GIVEN EXERCISE.
How many lines of the material below contain the string "bell"? Case counts, and the reply should be the number alone.

SUPPLIED ENTRIES.
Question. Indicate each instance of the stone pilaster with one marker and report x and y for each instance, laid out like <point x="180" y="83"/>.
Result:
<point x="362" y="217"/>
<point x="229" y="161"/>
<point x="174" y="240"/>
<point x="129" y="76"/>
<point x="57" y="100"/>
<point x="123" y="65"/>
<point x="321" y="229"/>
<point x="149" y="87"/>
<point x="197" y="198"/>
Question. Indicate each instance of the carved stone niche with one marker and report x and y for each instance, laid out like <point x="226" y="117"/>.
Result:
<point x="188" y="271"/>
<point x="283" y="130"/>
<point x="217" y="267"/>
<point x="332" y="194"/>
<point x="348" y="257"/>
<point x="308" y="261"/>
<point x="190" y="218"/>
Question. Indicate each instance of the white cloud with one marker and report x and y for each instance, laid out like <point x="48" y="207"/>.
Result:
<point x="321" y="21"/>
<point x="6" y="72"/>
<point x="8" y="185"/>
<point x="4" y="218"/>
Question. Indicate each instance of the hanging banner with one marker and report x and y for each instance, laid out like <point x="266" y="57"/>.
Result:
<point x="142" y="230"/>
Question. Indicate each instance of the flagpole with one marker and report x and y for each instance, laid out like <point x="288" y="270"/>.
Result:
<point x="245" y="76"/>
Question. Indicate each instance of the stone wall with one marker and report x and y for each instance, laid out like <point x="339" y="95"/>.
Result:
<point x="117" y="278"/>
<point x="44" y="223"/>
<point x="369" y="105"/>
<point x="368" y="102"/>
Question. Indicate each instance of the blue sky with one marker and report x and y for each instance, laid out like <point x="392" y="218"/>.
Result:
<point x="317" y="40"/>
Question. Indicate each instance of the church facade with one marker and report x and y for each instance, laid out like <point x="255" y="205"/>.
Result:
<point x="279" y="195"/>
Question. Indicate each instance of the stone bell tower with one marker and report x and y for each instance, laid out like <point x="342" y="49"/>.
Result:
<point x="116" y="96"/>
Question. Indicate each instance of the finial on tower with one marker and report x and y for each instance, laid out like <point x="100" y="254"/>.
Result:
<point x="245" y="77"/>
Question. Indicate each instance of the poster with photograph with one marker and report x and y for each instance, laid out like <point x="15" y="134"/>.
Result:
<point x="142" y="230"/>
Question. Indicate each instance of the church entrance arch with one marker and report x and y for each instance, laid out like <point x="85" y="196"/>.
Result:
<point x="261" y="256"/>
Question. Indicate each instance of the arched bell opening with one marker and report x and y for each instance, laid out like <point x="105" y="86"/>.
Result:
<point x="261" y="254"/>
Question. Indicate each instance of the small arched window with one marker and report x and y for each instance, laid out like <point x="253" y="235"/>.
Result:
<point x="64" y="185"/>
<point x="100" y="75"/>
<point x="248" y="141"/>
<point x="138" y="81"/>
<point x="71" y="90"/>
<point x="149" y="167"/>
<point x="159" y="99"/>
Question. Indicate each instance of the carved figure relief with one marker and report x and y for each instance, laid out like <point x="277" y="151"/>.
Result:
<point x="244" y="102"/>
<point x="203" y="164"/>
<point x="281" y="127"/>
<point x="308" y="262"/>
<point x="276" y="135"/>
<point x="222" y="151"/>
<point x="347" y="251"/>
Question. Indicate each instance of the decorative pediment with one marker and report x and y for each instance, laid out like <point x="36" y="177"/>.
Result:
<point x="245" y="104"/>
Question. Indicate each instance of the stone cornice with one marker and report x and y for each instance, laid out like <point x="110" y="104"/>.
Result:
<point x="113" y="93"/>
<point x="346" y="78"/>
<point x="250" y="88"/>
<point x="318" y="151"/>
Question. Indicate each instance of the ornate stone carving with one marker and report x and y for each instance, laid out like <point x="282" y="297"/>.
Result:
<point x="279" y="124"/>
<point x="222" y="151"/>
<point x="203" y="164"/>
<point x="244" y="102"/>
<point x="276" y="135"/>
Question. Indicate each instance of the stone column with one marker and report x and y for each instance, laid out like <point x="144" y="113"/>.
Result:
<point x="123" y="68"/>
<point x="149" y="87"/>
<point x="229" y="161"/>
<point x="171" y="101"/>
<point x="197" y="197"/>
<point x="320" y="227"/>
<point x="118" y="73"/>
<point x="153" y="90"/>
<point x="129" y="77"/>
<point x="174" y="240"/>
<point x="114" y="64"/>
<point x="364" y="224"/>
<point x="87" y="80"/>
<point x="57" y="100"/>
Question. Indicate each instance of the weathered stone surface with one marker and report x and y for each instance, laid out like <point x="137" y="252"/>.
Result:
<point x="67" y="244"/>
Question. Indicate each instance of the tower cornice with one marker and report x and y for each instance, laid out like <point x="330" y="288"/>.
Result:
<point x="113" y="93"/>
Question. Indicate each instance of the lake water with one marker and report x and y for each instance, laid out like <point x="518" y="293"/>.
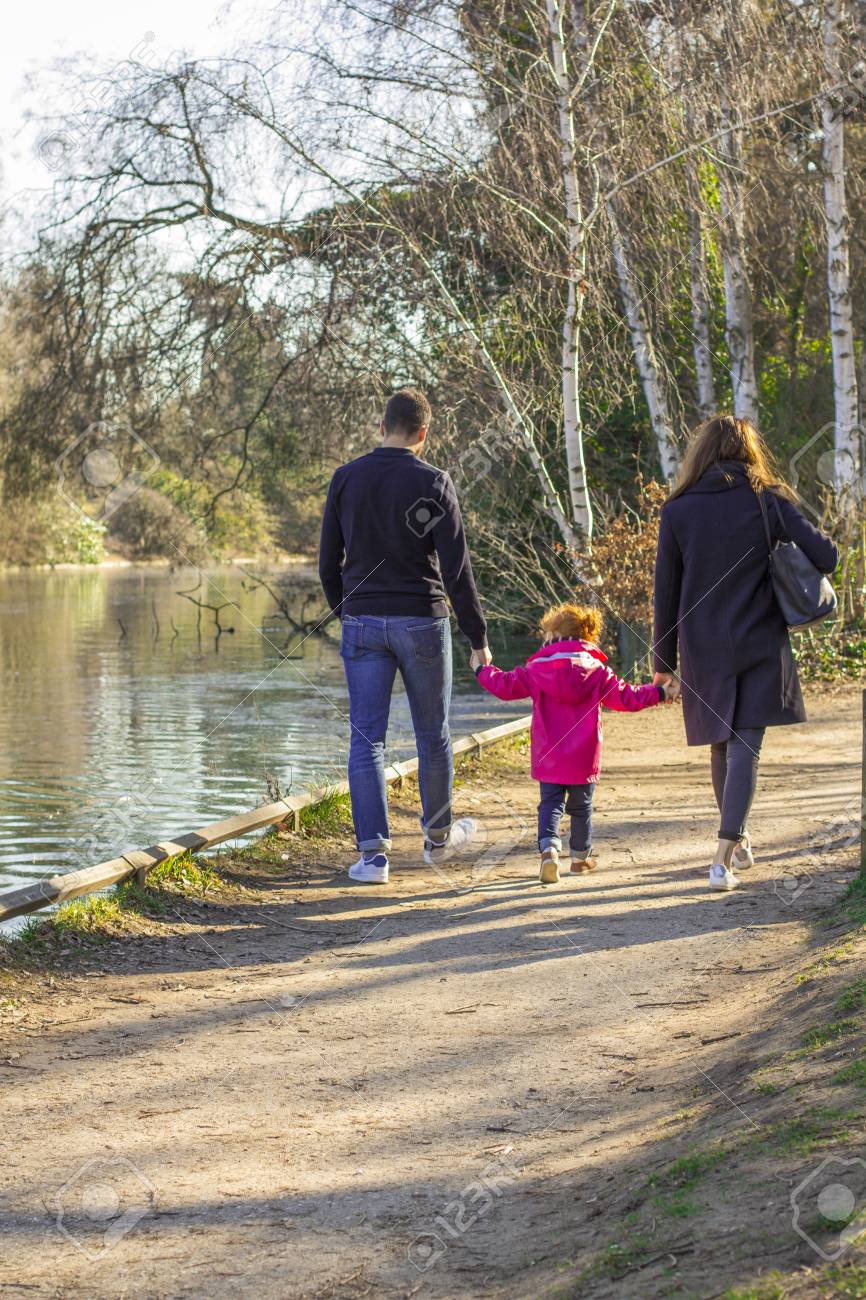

COMPLETE OUTPUT.
2